### Complete the following
A. Answer these from the memoir about the grandfathers, each on its own line:
(i) How many boys ran up and down the stairs?
(ii) Who officiated Grandaddy's private wedding ceremony?
(iii) Whom did the other grandfather marry?
B. Please turn the paragraph in the memoir about the grandfathers that begins "They married in a private ceremony" into a short list that keeps its main facts.
C. Resume the memoir about the grandfathers after its final sentence, in the same voice.

━━ Document excerpt

Every time I had to go up and down those stairs as a kid, when we went for summer vacation, I was terrified. I can’t imagine girls in the 1950’s wearing foot gear managing those stairs daily without breaking bones, dashing to school, and work, and dates. There were also four boys running up and down to school and work and dates….
So, there was my calm grandfather living with all that swirling around him. What a peaceful existence it must have been when it was just the two of them, finally, all on one floor. With a quiet bedroom next to the bathroom.
How lonely it must have been when my grandmother died. We were so happy when Grandaddy decided to remarry. To a woman he had known virtually all his life. The widow of his wife’s brother. Aunt Dorothy, as we already knew her, was a quiet, reserved woman.
They married in a private ceremony officiated by my uncle, and drove to our house to spend a few days. Our house was chaotic, four young children, one of which was in the hospital, and a piglet delivered and left by a generous friend while my parents were at the hospital.
You would think the man would have wanted a quiet, peaceful start to married life…
My other grandfather also decided to remarry after the loss of my grandmother. We were happy for him, though we played no role in the occasion. The lady he married was the widow of a cousin. How she became our “step grandmother” was quite a story.

━━━━
━━ Record set

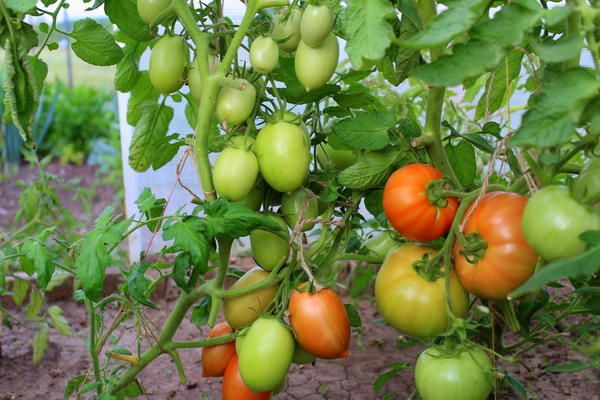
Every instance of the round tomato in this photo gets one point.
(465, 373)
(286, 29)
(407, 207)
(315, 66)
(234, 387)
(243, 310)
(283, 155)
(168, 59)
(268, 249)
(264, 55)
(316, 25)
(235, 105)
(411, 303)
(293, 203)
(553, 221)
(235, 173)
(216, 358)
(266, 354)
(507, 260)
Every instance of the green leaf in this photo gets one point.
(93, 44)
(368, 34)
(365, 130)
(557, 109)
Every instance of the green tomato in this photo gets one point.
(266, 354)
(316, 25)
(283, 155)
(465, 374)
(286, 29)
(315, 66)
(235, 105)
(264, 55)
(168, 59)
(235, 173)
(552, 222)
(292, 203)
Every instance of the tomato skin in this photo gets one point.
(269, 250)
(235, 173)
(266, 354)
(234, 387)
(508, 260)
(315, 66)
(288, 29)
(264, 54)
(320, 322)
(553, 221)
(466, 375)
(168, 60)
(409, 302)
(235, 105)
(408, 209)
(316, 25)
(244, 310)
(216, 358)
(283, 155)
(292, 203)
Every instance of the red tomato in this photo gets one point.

━━━━

### Answer set
A.
(i) Four.
(ii) The writer's uncle.
(iii) The widow of a cousin.

B.
- The couple married in a private ceremony officiated by the writer's uncle.
- Afterward they drove to the writer's family home to stay a few days.
- The house was chaotic: four young children, one of them in the hospital.
- A generous friend had also delivered and left a piglet while the parents were at the hospital.

C.
As a young bride she had moved to California. After a number of years, her husband, the cousin, became ill. He knew he was quite ill and expressed his desire to absolutely not pass out of this world while still in California. His obliging wife arranged a comfortable space in the back of a car, hired a driver, and they proceeded across the country to the homeland.
Approaching the final destination, there was some discussion as to the correct route. It had been years since she had been home, the driver had never been there, and the cousin was not doing too well. There was a good bit of anxiety as to the timely completion of this journey. At just the right moment, the cousin called out, “It’s Highway 39.”
It was. They crossed over into the home state and he died in the back seat having gotten his final wish.
Etta married my grandfather. She told the story much better.